• TEXT TO READ:
* * *
Friday, December 31, 2004

Good, Critical Readers of Asian American Poetry

I've been thinking more about Asian American Poetry: The Next Generation, and I think that perhaps what the anthology most needed was more good, critical readership before its publication. I would venture to say that, in general, we have many good, critical readers of Asian American poetry but not enough of them.

By "good, critical readership," I do not mean merely providing a one-sentence blurb of one's opinion but honestly and clearly articulating the precise ways in which one believes that the anthology could have been improved. For example, I think that the editor would have benefited from my comments, even if she disagreed with all of them and thought I was a moron. (Don't worry folks, it happens all the time. :) ) The editor would have had the power to accept or reject my suggestions -- but she would also have had to process them in her thinking, which would have most likely been useful to her. And a "good, critical reader" might also mean a reader with a different mindset, a different voice, a different worldview. That's why I think open dialogue is so important.

I'm making this entry, partly because, in a way, I feel sorry for the editor of this anthology and all editors of Asian-American anthologies. They are heading out into strange terrain with relatively few voices to guide them, though one can argue that it is slightly easier for today's editors than predecessors who came out with the first anthologies.

I'm going a little off-topic here: Please, please, someone out there correct me if I'm wrong, but I think that there has NEVER been a published BOOK of criticism on Asian-American poetry. (I'm not sure, but I think that Juliana Chang is currently writing one?) When I was writing my senior undergrad thesis, I looked and looked and looked and came up empty. I just found it appalling that so little attention has been devoted to analysis of Asian-American poetry. Good criticism can be foolish, stubborn, and annoying, but at least it suggests an attentive reading of the poetry. At least it suggests that people care.

So in response to a comment made earlier, I think that it is wonderful for Asian-American poets to gain greater exposure. But it is not sufficient. Asian-American poets (and editors of anthologies of Asian-American poetry) also deserve to be taken seriously and read passionately. I guess that would be my main point, if I had to give one.
* * *
• EXCERPTED RECORDS:
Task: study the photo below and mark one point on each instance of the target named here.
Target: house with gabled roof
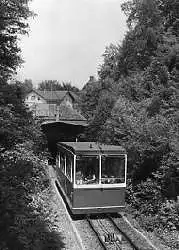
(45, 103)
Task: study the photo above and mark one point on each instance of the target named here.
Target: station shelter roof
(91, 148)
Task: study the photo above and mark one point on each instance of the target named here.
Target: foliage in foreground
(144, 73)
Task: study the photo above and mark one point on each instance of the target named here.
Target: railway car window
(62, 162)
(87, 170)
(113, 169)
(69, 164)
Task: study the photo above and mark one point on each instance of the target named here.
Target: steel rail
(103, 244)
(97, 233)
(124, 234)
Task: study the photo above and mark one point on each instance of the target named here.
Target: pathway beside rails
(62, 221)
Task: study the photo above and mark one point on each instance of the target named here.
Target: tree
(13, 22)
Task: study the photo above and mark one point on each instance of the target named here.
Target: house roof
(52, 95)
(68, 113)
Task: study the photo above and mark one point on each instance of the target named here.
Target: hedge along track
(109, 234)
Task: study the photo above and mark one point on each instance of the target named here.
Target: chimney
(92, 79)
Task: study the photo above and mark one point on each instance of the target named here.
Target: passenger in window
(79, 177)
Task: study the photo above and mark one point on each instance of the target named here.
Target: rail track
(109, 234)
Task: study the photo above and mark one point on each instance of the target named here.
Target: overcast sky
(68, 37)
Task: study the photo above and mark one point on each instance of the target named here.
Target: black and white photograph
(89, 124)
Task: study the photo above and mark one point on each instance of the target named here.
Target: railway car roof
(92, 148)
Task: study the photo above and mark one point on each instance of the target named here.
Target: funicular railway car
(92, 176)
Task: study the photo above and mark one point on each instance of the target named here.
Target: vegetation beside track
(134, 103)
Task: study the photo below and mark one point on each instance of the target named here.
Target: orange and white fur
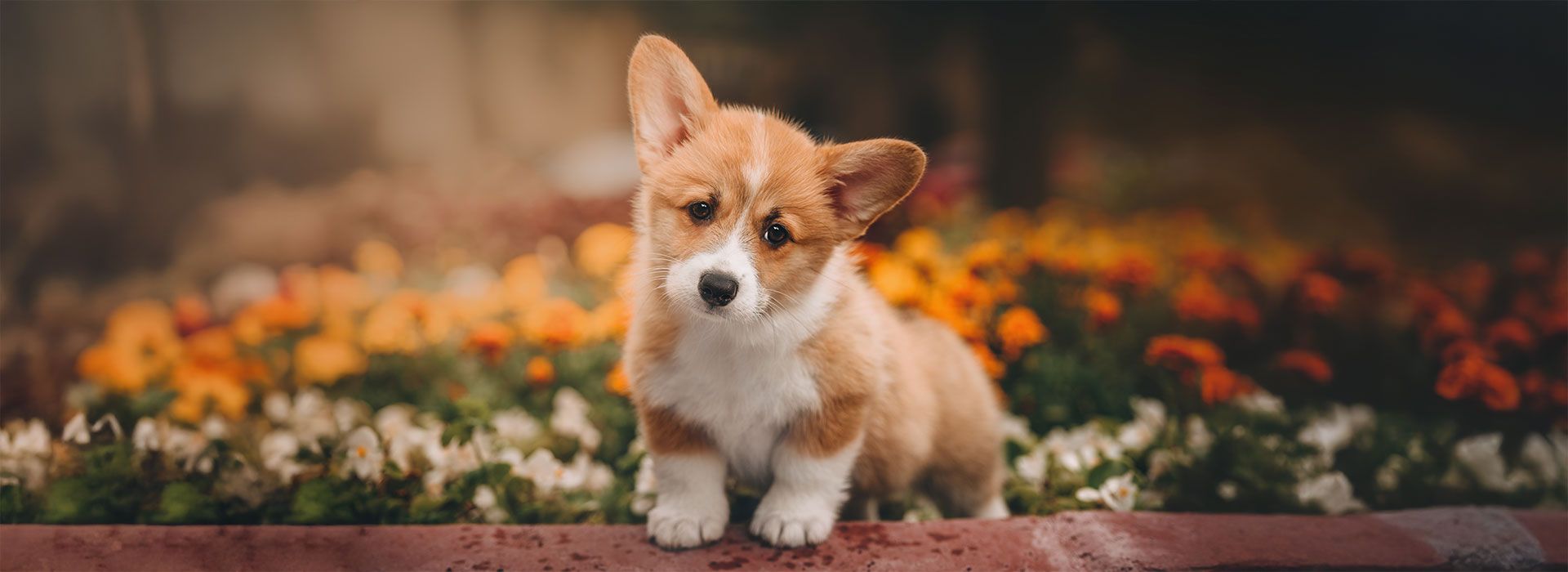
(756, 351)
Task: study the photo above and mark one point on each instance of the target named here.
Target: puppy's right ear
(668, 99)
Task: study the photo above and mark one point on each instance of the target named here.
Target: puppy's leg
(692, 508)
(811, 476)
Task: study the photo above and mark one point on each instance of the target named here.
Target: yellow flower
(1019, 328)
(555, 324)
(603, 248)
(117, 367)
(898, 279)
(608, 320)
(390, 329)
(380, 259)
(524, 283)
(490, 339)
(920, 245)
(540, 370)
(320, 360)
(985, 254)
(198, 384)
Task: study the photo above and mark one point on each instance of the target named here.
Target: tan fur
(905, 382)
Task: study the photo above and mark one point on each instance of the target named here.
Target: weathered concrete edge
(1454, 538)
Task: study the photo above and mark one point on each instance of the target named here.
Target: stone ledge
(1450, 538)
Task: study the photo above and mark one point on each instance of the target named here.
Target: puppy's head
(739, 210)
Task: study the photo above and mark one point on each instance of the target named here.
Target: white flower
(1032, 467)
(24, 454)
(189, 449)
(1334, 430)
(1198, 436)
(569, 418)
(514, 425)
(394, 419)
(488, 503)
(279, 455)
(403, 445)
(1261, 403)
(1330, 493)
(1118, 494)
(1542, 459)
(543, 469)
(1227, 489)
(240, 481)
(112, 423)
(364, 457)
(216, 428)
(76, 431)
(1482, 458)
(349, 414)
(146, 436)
* * *
• SET TASK:
Look back at the blog post on critical readers of Asian American poetry and list every quality it says good criticism can have.

• COMPLETED TASK:
The post says good criticism can be foolish, stubborn, and annoying.